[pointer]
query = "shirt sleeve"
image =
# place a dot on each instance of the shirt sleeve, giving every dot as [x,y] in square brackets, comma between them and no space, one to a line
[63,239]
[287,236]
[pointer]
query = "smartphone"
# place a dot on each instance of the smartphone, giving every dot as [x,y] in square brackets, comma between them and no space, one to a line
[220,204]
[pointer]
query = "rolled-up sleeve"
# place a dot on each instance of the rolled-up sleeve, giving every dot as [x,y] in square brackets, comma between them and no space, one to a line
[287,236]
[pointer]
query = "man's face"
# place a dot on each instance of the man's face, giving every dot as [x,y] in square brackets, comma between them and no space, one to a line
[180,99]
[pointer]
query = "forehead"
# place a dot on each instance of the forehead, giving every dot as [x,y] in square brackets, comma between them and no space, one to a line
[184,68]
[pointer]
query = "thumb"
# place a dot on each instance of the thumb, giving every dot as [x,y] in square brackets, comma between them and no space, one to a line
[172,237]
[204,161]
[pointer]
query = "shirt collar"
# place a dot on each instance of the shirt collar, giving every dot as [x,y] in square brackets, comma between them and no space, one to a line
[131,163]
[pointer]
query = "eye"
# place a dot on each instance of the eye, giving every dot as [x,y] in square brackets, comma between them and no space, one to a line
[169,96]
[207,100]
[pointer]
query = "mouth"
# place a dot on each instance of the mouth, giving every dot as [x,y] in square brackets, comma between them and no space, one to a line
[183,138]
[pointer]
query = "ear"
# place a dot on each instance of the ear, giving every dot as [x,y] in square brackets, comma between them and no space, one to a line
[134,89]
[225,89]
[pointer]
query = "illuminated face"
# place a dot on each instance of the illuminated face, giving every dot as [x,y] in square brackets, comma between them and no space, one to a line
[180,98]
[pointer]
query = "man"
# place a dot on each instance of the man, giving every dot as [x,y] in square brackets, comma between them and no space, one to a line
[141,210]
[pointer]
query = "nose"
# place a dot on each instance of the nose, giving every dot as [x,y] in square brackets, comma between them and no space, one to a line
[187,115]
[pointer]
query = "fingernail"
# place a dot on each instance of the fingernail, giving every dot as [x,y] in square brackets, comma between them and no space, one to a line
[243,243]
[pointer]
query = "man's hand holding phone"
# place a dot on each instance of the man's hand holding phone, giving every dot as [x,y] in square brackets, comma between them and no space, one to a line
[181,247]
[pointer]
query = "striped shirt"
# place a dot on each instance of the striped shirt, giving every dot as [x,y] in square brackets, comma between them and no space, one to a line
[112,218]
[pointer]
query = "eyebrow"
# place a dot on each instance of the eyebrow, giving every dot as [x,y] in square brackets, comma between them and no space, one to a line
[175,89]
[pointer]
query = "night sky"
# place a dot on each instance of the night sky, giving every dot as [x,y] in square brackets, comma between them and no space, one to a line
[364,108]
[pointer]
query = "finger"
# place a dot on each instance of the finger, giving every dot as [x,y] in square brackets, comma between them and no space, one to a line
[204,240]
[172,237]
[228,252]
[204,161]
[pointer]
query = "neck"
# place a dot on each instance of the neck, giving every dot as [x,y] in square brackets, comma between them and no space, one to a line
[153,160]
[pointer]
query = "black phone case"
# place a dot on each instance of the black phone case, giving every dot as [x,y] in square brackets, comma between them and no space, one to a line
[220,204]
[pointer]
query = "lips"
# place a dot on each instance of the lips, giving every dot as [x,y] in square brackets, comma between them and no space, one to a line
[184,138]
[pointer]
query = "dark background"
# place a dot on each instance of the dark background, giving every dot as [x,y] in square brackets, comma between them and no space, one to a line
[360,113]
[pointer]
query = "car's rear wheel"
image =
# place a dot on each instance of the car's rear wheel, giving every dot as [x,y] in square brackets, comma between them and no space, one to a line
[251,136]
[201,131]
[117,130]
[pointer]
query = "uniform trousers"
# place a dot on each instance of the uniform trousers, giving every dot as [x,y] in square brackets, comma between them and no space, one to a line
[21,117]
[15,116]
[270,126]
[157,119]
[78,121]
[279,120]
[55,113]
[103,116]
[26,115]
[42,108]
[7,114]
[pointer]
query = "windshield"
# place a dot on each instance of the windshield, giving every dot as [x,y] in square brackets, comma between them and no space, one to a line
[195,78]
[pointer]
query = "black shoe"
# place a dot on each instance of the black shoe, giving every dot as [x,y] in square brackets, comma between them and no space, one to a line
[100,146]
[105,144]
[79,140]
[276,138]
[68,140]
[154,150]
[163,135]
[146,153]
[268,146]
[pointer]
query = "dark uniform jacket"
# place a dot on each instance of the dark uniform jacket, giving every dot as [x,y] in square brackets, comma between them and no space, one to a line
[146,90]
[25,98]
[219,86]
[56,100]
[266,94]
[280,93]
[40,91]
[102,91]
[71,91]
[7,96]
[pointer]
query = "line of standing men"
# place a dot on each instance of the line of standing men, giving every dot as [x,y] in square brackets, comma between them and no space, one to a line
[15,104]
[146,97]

**What the task requires**
Output all preceding records character for character.

**Output below**
[pointer]
query = "shirt sleeve"
image =
# place a dot on each instance of the shirt sleeve, giving every dot as [x,y] in square brackets, comma between them and no space, one to a line
[63,239]
[287,236]
[pointer]
query = "smartphone"
# place a dot on each instance of the smartphone, giving every dot as [x,y] in square brackets, comma between them and no space, one to a line
[220,204]
[pointer]
query = "rolled-up sleeve"
# place a dot on each instance of the rolled-up sleeve, giving every dot as [x,y] in square brackets, comma between them and no space, one to a line
[287,236]
[pointer]
query = "man's face"
# place a dot on each instance of the man's face, giving every dot as [x,y] in square brackets, comma between them and no space, one to a line
[180,99]
[pointer]
query = "forehead"
# place a dot on each instance of the forehead, giving every dot as [x,y] in square brackets, comma between them and no space, one to a line
[184,68]
[pointer]
query = "thumb"
# place a dot on each instance of the thumb, giving every dot as [x,y] in square brackets, comma between them and no space, one to a line
[172,237]
[204,161]
[pointer]
query = "shirt collar"
# place a dot on each instance of the shirt collar, giving every dot as [x,y] in square brackets, comma between them and no space, one to a line
[131,163]
[pointer]
query = "eye"
# place a dot on each instance of the eye, giving every dot as [x,y] in square brackets, comma between them and no space, one to a line
[169,96]
[207,100]
[pointer]
query = "mouth"
# place a dot on each instance of the mouth, giving every dot as [x,y] in square brackets, comma between them and no space, one to a line
[183,138]
[pointer]
query = "ear"
# place a dot on each instance of the ear, giving every dot as [x,y] in square brackets, comma between them and no space, one to a line
[134,89]
[225,89]
[pointer]
query = "illuminated face"
# place a dot on each instance of the illuminated face, giving every dot as [x,y] in square brackets, comma between them and no space, one to a line
[180,98]
[pointer]
query = "man"
# place a dot on each instance of the man, giving every dot as [x,y] in square brackets, comma between them and no space, one to a line
[141,210]
[pointer]
query = "nose"
# place a dot on each instance of the nose, giving every dot as [x,y] in square brackets, comma between them and no space, one to a line
[187,115]
[pointer]
query = "fingernail"
# place a dot on each instance of the fingernail, giving every dot as [x,y] in square brackets, comma between them and no space, one to a line
[243,243]
[pointer]
query = "man's hand holding phone"
# place a dot on each instance of the man's hand holding phone, giving every dot as [x,y] in square brackets, comma between them and no space, one to a line
[181,247]
[pointer]
query = "striped shirt"
# place a dot on each instance of the striped shirt, giving every dot as [x,y] in square brackets, comma between them and no space, one to a line
[112,218]
[pointer]
query = "eyebrow"
# place a dot on each instance of the eyebrow, giving every dot as [x,y] in square brackets, comma between them and no space, one to a line
[175,89]
[pointer]
query = "night sky"
# place a dot on each instance of the night sky, giving every dot as [x,y] in square brackets, comma between them and no space, one to a line
[364,108]
[pointer]
query = "finger"
# place a dot on each instance of the finger, giving every dot as [x,y] in square brackets, comma between them and no space, one to a line
[204,240]
[172,237]
[228,252]
[204,161]
[pointer]
query = "neck"
# place a dot on each instance of the neck, giving every dot as [x,y] in square brackets, comma between them and no space, one to a line
[153,160]
[pointer]
query = "black phone case"
# place a dot on each instance of the black phone case, giving every dot as [x,y] in square brackets, comma between them and no space, one to a line
[220,204]
[pointer]
query = "lips"
# place a dot on each instance of the lips, giving every dot as [x,y] in square brackets, comma between them and no space, one to a line
[184,138]
[pointer]
query = "dark background"
# place a dot on each instance of the dark background, giving every dot as [x,y] in square brackets, comma between them and no space, one to a line
[360,113]
[pointer]
query = "car's rear wheel"
image =
# place a dot on each instance of the car's rear wheel, giving every dot as [x,y] in square brackets, comma between them and no space, one to a line
[251,136]
[201,131]
[117,130]
[pointer]
query = "uniform trousers"
# place a dot on each instance of the uniform trousers, giving every dot as [x,y] in square brackets, comma between them and no space, one to a line
[21,117]
[15,116]
[270,126]
[157,119]
[78,121]
[279,120]
[55,113]
[103,116]
[26,115]
[42,108]
[7,114]
[pointer]
query = "windshield"
# place a dot on each instance of the windshield, giving every dot as [x,y] in square brackets, comma between them and no space, one to a line
[195,78]
[pointer]
query = "black shoe"
# place a dot on each instance of the black shoe, giving every dot as [x,y] in square brackets, comma between them and no space, one to a line
[100,146]
[105,144]
[79,140]
[276,138]
[68,140]
[154,150]
[163,135]
[146,153]
[268,146]
[pointer]
query = "dark uniform jacket"
# place a dot on each instance of the dark uniform jacket, giving every dot as [x,y] in square brackets, comma between them and no space, one to a line
[146,90]
[25,98]
[219,86]
[56,100]
[266,94]
[280,93]
[40,91]
[102,91]
[71,91]
[7,96]
[pointer]
query = "line of standing men"
# place a dot on each instance of the line of standing men, giving every dot as [x,y] in square brackets, comma between them and no space, one to a line
[15,104]
[146,97]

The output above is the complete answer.